++++ Фрагмент
Автор-повествователь, как и все персонажи «Витька», называют главного героя «пацан» (более тридцати раз), что подчёркивает крайнюю степень обобщённости этого образа. При этом в прозвище «пацан» повествователем маркируется принадлежность центрального персонажа к простонародной, почти маргинальной среде: в «умирающей деревне» ребёнок одет «в обноски», за ним не следит никто из взрослых, он не учится в школе, которая очень далеко: «Дедов в деревне не было вовсе, деды перевелись. Детей тоже почти не водилось», кроме «бандеровской мелкоты», внуков осуждённого бродяги» [3, с. 44].

Все члены семьи мальчика тоже не имеют личных имён: их зовут «мать», «отец», «бабушка». Напротив, домашние животные обладают «людскими» именами и характерами: корова Маруся, «неспешная и отзывчивая, как бабушка. Другая – ближнего соседа по прозвищу Бандера, такая же рыжая, как он» [3, с. 9], называлась Бандерка.
++++++++
++++ Записи
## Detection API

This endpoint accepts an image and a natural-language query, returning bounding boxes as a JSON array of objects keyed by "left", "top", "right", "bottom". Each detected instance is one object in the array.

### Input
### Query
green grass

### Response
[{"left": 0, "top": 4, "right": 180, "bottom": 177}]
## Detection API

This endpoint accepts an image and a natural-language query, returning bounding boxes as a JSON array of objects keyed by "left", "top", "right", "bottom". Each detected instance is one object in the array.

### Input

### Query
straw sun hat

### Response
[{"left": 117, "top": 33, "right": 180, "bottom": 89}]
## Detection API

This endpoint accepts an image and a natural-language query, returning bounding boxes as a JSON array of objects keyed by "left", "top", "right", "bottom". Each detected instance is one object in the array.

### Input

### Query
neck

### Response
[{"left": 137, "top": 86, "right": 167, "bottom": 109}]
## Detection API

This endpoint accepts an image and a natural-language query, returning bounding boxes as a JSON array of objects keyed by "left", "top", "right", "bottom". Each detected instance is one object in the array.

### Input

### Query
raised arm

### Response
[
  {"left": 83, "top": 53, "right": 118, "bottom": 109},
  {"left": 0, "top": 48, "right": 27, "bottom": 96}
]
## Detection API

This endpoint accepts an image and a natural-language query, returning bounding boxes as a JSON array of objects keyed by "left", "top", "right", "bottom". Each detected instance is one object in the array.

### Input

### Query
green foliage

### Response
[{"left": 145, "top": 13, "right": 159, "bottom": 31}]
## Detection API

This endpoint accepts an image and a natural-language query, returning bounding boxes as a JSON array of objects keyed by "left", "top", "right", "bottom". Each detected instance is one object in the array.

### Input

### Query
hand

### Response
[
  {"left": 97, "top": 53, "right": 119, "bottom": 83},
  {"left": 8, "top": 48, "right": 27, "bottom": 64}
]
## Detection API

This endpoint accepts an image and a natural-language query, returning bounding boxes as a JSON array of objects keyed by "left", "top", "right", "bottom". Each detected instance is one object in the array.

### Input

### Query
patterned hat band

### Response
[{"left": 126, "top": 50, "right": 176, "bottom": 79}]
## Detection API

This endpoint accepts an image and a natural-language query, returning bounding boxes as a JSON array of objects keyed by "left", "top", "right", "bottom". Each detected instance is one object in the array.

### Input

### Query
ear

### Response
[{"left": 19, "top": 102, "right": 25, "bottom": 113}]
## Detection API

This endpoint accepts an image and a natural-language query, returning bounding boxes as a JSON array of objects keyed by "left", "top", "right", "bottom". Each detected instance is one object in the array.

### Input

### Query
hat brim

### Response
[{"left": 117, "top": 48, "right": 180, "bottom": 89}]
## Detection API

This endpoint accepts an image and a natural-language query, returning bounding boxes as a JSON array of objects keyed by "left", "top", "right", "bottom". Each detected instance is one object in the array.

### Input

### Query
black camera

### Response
++++++++
_Задания_
[a] Определите, согласуются ли с фрагментом следующие утверждения. Для каждого ответьте «да» или «нет» и приведите решающие слова фрагмента в кавычках.
(i) Главного героя называют «пацан» более тридцати раз.
(ii) Мальчик учится в школе.
(iii) Корову соседа по прозвищу Бандера звали Маруся.
[b] Перепишите часть фрагмента от слов «Автор-повествователь, как и» до слов «9], называлась Бандерка.» включительно, заменив «Маруся» на «Зорька».
[c] Ответьте на вопросы по фрагменту.
(i) Во что одет ребёнок?
(ii) Как зовут членов семьи мальчика?
(iii) С кем сравнивается корова Маруся?

_Ответы_
[a]
(i) Да: «более тридцати раз».
(ii) Нет: «он не учится в школе, которая очень далеко».
(iii) Нет: «называлась Бандерка».

[b]
Автор-повествователь, как и все персонажи «Витька», называют главного героя «пацан» (более тридцати раз), что подчёркивает крайнюю степень обобщённости этого образа. При этом в прозвище «пацан» повествователем маркируется принадлежность центрального персонажа к простонародной, почти маргинальной среде: в «умирающей деревне» ребёнок одет «в обноски», за ним не следит никто из взрослых, он не учится в школе, которая очень далеко: «Дедов в деревне не было вовсе, деды перевелись. Детей тоже почти не водилось», кроме «бандеровской мелкоты», внуков осуждённого бродяги» [3, с. 44].

Все члены семьи мальчика тоже не имеют личных имён: их зовут «мать», «отец», «бабушка». Напротив, домашние животные обладают «людскими» именами и характерами: корова Зорька, «неспешная и отзывчивая, как бабушка. Другая – ближнего соседа по прозвищу Бандера, такая же рыжая, как он» [3, с. 9], называлась Бандерка.

[c]
(i) В обноски.
(ii) «Мать», «отец», «бабушка».
(iii) С бабушкой.